Segment Open

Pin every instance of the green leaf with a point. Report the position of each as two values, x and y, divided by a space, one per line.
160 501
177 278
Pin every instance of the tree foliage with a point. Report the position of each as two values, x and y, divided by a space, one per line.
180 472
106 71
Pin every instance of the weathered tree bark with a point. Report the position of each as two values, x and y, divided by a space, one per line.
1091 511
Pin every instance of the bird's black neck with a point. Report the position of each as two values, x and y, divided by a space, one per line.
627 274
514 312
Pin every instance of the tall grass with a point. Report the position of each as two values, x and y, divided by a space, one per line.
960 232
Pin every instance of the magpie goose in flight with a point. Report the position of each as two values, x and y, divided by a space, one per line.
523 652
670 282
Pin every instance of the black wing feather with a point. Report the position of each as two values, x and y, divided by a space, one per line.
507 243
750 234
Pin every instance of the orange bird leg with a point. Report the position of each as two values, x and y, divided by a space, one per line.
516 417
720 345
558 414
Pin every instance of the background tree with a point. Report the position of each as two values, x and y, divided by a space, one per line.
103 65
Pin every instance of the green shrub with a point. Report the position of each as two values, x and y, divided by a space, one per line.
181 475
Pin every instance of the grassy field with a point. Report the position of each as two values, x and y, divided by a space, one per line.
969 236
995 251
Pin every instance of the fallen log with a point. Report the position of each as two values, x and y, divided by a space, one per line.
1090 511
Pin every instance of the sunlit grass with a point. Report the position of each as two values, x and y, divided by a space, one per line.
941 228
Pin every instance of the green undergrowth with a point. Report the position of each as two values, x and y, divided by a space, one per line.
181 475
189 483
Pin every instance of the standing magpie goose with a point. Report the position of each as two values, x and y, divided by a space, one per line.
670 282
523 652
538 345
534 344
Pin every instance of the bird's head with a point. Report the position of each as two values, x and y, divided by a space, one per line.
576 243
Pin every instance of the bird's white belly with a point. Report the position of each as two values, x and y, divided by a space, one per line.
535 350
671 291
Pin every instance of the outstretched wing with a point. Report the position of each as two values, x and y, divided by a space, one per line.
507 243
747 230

Segment Closed

▶ _TASK ITEM_
Produce exactly the lines from the one containing "Pin every instance of the bird's white" through the final line of the records above, both included, and no others.

▶ _ANSWER_
Pin every instance of the bird's white belly with a point. Report the position of each as two values, x and y, divided by a space, one per line.
535 350
671 291
Pin every instance of the outstretched wing with a point. Report the position of each as two values, x and y, divided by a space, one per line.
507 243
747 230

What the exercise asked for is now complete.